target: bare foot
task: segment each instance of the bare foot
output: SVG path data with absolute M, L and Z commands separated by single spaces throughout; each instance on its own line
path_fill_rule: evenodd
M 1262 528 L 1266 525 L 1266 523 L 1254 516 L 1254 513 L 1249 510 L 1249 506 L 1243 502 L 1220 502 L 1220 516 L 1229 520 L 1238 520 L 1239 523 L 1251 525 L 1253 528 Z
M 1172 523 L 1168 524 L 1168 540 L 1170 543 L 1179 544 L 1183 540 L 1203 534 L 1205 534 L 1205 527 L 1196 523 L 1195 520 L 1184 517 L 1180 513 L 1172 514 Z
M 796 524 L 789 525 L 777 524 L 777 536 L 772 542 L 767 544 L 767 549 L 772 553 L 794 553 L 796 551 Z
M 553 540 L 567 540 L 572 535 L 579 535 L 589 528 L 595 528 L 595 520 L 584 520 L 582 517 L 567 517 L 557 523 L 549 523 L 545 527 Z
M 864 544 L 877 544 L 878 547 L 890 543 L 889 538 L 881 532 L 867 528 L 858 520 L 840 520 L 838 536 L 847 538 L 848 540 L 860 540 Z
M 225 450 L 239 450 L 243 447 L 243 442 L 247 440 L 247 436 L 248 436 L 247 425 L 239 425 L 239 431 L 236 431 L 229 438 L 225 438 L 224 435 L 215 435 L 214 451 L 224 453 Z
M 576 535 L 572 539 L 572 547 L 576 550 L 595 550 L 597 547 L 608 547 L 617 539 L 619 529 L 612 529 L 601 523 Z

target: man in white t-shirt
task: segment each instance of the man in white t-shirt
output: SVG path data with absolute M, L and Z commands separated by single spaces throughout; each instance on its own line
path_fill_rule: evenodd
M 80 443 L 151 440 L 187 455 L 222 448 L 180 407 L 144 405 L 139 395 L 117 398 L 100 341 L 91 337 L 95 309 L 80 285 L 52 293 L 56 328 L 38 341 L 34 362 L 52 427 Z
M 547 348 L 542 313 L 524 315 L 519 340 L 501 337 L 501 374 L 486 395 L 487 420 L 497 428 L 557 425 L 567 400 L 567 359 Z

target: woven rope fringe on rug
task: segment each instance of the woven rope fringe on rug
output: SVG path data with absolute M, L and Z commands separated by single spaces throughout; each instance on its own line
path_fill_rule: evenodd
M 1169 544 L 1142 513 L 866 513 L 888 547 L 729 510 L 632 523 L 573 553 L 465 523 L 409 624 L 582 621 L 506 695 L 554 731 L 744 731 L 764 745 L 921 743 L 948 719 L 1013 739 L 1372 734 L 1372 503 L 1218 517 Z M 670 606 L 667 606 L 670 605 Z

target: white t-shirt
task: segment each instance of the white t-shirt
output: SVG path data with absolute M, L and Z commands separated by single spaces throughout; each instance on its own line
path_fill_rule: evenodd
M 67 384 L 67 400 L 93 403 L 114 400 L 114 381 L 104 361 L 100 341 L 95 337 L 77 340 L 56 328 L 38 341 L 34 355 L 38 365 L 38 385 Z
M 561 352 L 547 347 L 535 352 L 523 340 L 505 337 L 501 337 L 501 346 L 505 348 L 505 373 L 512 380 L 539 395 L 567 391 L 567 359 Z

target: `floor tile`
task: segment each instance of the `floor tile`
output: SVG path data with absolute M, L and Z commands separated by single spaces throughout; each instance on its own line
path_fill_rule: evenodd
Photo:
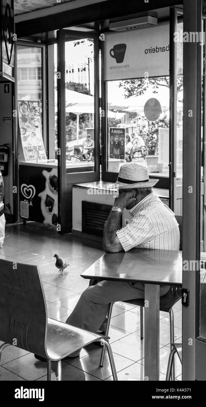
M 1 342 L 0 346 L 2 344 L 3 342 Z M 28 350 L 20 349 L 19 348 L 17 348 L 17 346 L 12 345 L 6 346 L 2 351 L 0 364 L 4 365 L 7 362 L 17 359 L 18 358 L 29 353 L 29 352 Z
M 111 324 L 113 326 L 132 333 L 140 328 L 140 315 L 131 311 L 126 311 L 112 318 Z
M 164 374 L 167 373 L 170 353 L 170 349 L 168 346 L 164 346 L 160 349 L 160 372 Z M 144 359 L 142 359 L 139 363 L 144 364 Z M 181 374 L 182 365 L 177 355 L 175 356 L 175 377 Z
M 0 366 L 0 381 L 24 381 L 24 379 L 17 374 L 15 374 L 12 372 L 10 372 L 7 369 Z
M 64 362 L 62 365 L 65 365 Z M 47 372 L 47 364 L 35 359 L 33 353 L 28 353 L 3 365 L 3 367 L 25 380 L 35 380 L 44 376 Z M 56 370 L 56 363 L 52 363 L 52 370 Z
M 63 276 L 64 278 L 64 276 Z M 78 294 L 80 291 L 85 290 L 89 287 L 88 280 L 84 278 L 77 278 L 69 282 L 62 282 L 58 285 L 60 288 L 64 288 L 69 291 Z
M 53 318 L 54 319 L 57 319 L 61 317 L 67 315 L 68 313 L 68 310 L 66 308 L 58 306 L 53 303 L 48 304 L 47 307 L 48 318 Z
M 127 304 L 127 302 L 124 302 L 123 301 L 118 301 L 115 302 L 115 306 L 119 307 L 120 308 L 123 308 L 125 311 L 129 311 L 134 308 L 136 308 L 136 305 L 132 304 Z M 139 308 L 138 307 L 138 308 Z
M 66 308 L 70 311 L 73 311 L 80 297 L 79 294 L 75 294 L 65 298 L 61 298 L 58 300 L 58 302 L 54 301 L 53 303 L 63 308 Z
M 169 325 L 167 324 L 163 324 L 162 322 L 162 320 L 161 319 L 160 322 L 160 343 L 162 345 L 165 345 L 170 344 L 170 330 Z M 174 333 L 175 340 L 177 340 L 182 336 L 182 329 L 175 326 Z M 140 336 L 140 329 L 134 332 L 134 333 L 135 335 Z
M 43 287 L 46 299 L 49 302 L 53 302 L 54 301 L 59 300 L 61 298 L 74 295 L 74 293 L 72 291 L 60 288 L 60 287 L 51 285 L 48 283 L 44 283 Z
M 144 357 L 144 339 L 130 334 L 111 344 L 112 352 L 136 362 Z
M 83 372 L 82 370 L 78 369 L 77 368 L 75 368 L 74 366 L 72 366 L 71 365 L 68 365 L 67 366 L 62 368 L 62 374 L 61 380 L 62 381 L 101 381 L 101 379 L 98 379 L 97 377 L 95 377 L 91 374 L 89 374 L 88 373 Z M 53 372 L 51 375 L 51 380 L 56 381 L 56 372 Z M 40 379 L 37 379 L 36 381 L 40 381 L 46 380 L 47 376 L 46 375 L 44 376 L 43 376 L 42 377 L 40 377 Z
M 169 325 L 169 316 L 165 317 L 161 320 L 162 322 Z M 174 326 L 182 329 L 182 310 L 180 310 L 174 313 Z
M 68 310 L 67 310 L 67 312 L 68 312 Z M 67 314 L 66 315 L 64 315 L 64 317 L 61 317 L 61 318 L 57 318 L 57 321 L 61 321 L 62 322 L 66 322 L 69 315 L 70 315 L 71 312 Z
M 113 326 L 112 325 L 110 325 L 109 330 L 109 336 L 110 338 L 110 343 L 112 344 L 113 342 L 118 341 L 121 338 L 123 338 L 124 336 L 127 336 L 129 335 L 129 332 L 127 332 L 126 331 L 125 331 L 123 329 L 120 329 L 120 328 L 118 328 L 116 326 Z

■ PROBLEM REQUIREMENTS
Pull out every line above that contains the string "tile", and copy each one in full.

■ EXERCISE RESPONSE
target: `floor tile`
task: segment each instance of the `floor tile`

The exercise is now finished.